Spatial localization data
*-*-*
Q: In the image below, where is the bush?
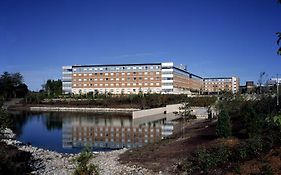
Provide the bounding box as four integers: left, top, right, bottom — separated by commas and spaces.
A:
73, 146, 99, 175
242, 104, 262, 138
216, 109, 231, 138
192, 145, 230, 173
0, 109, 11, 134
*-*-*
**Problem description:** Transcribe the data completely. No pictures should appear in the transcription.

**Task answer:**
Q: In the image below, where is the bush?
Provide the bounding box as four integers: left, top, right, bottom — separated by commas and spaces.
A:
73, 146, 99, 175
242, 104, 262, 138
216, 109, 231, 138
192, 145, 230, 173
0, 109, 11, 134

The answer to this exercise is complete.